EXTRACTED DATA:
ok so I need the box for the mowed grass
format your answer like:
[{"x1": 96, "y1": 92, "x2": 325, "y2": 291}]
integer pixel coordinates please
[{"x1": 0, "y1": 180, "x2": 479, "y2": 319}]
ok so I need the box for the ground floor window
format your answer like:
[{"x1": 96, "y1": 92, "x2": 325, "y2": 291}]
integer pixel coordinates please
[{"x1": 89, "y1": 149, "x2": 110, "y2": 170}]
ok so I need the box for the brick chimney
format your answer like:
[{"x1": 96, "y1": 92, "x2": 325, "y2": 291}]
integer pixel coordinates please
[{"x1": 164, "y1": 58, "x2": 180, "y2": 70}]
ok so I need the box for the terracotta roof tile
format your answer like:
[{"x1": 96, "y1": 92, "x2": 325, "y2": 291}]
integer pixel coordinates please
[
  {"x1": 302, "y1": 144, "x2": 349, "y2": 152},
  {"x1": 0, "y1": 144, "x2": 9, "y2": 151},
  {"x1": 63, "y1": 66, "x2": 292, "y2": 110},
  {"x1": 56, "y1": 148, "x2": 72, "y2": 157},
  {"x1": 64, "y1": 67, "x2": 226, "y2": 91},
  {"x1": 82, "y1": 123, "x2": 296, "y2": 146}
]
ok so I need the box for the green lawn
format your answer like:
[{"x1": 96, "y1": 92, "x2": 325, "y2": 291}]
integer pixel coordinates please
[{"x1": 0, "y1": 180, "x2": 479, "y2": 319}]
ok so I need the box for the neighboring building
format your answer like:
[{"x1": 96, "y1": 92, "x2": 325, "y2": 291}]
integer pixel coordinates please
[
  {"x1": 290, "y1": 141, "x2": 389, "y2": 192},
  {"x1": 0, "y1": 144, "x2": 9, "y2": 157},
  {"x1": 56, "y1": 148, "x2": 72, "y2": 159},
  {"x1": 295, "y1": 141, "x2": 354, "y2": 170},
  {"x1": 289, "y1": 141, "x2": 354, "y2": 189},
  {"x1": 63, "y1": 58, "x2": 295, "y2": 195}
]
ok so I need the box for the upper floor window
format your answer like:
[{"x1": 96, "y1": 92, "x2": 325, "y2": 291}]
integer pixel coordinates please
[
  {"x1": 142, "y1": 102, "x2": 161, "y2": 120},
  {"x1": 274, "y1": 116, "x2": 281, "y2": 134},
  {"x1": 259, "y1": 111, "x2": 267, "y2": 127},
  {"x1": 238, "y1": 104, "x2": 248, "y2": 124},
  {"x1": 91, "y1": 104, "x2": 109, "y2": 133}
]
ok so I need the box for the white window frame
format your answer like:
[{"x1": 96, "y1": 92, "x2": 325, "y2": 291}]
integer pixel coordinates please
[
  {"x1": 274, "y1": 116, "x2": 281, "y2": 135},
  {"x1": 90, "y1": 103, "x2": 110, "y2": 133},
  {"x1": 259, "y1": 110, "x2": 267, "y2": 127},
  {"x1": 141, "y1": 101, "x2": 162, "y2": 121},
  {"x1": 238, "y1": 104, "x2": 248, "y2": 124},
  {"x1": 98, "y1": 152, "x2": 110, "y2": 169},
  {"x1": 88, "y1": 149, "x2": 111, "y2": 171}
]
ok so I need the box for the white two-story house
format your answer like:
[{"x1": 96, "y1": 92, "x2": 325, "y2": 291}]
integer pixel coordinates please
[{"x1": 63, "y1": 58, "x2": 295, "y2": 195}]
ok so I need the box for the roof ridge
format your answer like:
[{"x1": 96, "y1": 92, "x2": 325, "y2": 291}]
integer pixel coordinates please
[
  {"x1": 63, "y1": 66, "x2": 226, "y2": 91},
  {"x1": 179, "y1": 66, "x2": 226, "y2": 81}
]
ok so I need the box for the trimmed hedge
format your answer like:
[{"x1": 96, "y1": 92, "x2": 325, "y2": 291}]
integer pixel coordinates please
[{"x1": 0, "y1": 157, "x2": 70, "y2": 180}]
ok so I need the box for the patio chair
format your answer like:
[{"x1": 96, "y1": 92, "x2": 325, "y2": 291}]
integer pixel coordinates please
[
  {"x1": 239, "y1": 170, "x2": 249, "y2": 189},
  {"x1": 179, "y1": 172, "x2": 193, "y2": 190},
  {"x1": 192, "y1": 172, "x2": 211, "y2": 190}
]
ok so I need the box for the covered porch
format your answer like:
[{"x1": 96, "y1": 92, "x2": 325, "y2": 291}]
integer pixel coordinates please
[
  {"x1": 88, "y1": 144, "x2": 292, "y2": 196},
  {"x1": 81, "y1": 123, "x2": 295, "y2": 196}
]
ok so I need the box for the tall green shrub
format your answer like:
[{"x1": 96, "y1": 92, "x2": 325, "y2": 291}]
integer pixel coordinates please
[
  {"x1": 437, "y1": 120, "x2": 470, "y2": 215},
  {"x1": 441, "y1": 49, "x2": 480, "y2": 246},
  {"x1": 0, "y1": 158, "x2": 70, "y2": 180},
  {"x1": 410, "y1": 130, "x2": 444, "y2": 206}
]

YOUR INSTRUCTIONS:
Search the data for the string "roof" and copy every line where it appears.

TASK RESULT:
ok so I need the box for the terracotta roof tile
ok so I need the box for the roof ridge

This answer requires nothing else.